◆ PAGE EXTRACT
German child soldier (1932–2011)

Alfred Zech, born as Alfred Czech (12 October 1932 – 13 June 2011), was a German child soldier who received the Iron Cross, 2nd Class at the age of 12 years.

==Early life and military career==
Zech was born in Zlattnik, Upper Silesia (present-day Złotniki, Opole Voivodeship, Poland) and was enrolled in the Deutsches Jungvolk, as was mandatory at the time. In early 1945, Goldenau (as Zlattnik was re-named in a campaign to Germanise Silesia from 1936–1945) was under attack by advancing elements of the Soviet Red Army. During the attack, Zech saw a number of German soldiers injured by mortar fire, and decided to use his father's farm cart to retrieve them. He made two trips, bringing a dozen wounded to his family home.

According to Zech, a German general appeared at the family farm several days later and asked the parents to send the boy to Berlin for an audience with Adolf Hitler. His father agreed and Zech joined several other Jungvolk child soldiers who were decorated by Hitler with Iron Crosses (2nd class) for bravery. The recording of the ceremony was widely circulated in German propaganda material. A photograph of Zech being inspected by Hitler was captured by Büro Laux, a German Foreign Ministry photo agency, and later – via Pressens Bild – distributed to the Associated Press.

◆ STORED DATA

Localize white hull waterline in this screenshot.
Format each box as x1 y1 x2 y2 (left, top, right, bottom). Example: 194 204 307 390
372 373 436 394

◆ HOW TO COMPLETE THIS TASK
Resume the article about the child soldier Alfred Zech, continuing from its last sentence.

◆ EXERCISE RESULT
At the subsequent banquet, Zech stated that he volunteered to remain in service, unaware that his home village was already captured and his father had been killed in action after he was pressed into the Volkssturm. Zech was sent to the front in Freudenthal (present-day Czech Silesia). There he was wounded in combat and captured. After his release in 1947, he returned home, learning about his father's death upon arrival.

==Later life==
As an adult, Zech joined the Polish United Workers' Party in order to receive leave to emigrate. In 1964, he settled in West Germany where he worked as a laborer.

==Personal life==
Zech was married and had ten children.

==In popular culture==
In the German epic historical war drama film Downfall, the character of Peter Kranz is based on Zech, a member of the Hitler Youth during the last stages of the war.